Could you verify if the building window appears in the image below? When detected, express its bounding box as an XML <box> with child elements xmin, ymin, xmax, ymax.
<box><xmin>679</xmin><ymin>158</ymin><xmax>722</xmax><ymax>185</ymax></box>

---

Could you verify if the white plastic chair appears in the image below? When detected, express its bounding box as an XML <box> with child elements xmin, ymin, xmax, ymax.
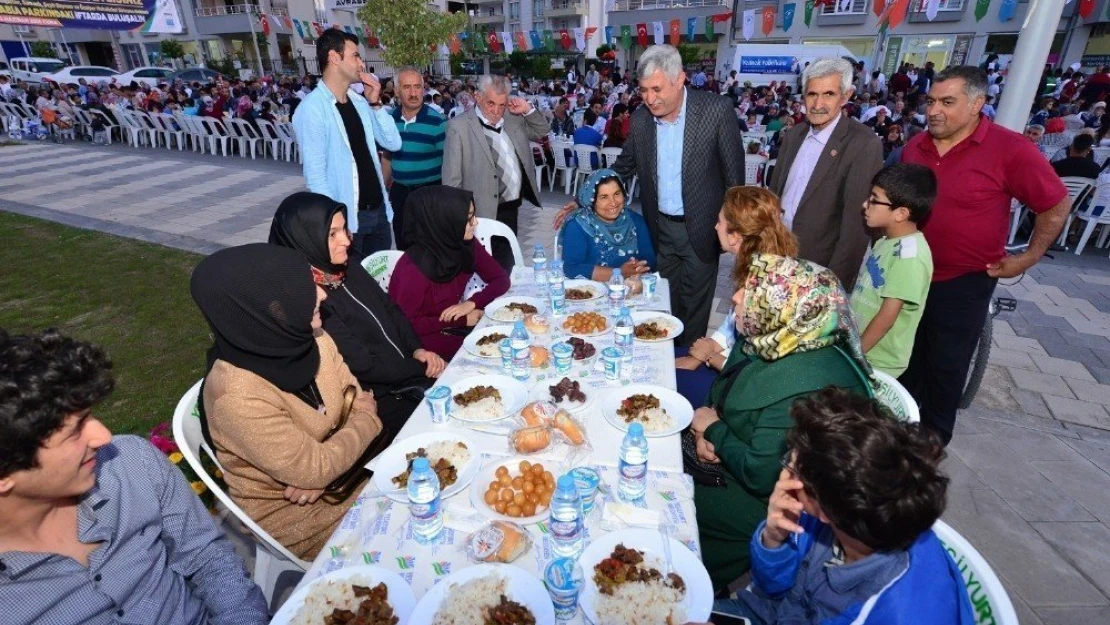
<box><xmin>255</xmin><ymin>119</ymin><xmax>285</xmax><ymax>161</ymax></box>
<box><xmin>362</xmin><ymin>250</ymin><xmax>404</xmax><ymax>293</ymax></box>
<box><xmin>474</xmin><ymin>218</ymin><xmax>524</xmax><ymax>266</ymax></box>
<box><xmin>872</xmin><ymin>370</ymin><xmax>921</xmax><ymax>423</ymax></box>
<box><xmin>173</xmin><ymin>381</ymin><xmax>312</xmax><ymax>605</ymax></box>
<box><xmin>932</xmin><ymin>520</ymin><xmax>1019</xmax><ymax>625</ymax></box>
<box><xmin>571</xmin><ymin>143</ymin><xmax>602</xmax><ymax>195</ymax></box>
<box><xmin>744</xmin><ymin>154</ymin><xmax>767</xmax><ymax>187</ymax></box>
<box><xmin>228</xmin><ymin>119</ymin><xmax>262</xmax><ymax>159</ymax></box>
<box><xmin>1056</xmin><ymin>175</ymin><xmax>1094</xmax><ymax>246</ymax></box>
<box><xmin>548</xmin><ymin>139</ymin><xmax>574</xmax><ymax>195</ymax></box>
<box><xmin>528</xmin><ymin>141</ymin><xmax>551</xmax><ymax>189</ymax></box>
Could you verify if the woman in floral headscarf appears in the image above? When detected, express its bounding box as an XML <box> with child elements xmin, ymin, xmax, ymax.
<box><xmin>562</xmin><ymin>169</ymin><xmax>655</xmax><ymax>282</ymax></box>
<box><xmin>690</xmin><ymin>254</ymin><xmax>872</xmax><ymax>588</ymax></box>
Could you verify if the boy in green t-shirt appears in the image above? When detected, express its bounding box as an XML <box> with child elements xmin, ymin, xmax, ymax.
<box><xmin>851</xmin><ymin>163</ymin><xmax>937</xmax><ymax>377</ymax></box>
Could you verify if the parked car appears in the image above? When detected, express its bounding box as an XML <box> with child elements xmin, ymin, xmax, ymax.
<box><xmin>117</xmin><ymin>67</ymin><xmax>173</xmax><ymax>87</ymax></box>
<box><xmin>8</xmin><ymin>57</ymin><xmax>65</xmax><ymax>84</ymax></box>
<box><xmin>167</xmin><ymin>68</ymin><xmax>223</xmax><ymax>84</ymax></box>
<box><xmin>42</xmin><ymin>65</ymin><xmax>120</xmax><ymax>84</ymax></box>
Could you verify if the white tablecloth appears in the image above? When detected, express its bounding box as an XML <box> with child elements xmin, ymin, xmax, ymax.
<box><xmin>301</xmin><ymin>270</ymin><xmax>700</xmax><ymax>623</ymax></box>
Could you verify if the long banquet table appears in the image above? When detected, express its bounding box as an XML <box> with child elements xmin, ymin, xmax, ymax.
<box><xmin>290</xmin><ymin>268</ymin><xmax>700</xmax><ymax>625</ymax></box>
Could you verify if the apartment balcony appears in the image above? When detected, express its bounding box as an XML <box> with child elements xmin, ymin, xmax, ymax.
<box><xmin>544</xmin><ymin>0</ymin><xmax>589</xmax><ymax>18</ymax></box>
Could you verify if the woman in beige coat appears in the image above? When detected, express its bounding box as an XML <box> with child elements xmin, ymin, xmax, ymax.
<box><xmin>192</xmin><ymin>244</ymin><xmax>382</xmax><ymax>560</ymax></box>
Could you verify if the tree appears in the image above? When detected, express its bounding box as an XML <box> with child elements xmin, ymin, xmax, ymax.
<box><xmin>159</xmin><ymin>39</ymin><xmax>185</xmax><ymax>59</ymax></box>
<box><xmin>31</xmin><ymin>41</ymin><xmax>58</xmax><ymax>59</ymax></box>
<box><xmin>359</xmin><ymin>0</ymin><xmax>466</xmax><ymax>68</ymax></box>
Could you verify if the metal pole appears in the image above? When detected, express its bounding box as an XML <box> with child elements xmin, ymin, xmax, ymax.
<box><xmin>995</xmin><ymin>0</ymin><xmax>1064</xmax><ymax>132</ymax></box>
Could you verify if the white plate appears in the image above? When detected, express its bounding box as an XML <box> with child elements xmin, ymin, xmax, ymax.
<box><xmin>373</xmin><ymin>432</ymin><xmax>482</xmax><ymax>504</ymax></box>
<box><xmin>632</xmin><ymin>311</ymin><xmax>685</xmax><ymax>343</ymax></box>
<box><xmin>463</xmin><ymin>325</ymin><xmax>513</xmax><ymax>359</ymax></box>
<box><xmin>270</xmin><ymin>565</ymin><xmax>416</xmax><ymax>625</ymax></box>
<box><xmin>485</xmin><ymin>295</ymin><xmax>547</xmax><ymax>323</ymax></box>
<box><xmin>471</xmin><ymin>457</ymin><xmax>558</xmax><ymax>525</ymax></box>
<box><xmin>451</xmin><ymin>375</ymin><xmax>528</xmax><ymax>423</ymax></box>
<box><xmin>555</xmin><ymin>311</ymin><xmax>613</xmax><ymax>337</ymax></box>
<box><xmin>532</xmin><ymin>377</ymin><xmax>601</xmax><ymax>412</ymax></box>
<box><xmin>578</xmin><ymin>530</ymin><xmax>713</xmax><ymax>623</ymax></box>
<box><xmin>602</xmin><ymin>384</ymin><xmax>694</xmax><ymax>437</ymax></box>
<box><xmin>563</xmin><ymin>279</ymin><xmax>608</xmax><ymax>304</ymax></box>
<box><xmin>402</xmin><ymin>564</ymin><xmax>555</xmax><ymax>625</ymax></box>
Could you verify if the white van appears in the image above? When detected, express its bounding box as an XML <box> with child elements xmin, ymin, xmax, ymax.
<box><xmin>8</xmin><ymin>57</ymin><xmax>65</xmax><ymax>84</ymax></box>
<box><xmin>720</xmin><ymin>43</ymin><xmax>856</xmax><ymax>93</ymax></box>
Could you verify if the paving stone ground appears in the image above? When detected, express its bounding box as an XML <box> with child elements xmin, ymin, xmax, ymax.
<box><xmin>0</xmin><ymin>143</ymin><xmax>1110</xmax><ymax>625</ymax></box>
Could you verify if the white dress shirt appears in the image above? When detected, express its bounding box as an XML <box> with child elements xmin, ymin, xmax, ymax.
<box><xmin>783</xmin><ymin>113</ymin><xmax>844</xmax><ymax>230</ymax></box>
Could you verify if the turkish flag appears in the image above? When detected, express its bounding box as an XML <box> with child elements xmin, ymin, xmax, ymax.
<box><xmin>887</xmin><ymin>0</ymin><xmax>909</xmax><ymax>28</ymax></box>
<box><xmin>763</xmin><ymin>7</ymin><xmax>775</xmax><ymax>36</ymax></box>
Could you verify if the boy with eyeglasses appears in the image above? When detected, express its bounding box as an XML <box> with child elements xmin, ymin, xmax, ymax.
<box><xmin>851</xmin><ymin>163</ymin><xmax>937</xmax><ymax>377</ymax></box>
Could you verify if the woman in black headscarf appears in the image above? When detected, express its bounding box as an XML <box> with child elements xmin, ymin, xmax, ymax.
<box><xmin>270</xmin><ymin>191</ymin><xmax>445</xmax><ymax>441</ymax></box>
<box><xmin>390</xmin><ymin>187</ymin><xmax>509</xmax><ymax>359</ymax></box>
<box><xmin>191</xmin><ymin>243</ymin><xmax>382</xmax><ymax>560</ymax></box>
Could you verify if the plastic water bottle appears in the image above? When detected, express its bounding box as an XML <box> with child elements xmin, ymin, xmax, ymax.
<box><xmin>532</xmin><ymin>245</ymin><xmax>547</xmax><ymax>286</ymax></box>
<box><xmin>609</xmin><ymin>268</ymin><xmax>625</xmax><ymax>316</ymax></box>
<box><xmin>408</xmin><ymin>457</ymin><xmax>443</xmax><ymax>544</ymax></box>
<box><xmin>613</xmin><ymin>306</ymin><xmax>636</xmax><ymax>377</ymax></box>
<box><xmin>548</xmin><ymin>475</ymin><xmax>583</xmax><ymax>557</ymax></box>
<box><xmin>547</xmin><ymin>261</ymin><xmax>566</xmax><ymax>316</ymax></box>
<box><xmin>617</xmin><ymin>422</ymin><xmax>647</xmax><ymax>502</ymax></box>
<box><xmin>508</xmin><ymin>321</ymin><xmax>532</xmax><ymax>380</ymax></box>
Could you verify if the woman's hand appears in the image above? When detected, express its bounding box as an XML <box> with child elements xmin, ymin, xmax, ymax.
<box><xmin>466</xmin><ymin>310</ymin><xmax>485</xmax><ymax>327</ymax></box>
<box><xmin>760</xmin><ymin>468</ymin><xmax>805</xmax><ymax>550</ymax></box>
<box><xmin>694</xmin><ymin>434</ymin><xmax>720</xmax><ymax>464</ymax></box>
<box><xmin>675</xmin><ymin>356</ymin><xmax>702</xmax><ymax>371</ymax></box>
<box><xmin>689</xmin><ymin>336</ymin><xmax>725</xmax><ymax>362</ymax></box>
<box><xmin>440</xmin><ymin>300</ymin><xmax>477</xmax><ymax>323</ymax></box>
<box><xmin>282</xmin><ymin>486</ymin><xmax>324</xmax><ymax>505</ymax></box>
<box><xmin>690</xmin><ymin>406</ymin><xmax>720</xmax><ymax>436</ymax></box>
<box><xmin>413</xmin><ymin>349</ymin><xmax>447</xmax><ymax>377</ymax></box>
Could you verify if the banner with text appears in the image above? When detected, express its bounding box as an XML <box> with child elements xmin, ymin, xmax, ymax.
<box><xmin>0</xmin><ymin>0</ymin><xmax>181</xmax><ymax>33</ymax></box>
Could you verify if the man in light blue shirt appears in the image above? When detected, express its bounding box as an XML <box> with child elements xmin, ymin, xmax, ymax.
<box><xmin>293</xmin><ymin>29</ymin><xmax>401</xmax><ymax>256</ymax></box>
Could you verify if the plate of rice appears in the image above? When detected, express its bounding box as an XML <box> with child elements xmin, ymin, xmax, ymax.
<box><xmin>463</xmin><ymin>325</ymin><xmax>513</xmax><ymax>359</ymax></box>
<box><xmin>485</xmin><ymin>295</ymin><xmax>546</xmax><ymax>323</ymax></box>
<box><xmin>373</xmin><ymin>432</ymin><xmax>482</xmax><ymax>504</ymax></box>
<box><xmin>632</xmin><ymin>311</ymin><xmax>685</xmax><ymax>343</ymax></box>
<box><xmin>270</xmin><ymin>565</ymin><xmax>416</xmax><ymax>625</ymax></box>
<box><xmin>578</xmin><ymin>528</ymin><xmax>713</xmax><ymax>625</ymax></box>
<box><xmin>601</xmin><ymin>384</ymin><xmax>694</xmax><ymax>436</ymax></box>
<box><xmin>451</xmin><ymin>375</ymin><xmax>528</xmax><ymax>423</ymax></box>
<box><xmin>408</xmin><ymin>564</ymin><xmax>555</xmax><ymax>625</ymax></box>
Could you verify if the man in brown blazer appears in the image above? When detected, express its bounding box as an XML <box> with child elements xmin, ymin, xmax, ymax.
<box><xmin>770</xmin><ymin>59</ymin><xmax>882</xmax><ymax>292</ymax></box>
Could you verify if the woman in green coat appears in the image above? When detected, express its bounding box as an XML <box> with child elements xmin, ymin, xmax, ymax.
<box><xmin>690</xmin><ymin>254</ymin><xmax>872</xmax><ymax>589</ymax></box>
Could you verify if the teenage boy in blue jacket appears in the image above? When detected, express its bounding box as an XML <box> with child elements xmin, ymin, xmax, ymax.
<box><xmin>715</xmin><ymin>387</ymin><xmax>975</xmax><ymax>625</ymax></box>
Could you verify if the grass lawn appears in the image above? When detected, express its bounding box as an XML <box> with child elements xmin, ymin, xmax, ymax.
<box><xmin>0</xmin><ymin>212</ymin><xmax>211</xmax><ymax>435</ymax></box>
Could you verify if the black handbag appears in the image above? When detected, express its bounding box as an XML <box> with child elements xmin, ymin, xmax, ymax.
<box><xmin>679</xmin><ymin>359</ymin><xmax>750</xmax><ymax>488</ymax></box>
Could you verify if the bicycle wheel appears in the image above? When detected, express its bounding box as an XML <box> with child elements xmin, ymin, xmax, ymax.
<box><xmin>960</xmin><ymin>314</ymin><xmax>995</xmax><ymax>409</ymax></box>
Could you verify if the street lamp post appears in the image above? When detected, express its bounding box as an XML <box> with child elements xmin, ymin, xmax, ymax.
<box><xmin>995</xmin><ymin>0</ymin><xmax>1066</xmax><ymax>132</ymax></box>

---

* [Exercise brief]
Extract every line of the listing above that contains the word "blue".

* [Answer to this task]
Could you verify if the man in light blue shirt appears in the image above? When detected, express its bounding box as an XML <box> with child elements xmin, ymin, xmax, ymax.
Could you verify if the teenage boy in blue jacket appears in the image above? When detected, express its bounding box as an XML <box> with child elements xmin, ymin, xmax, ymax.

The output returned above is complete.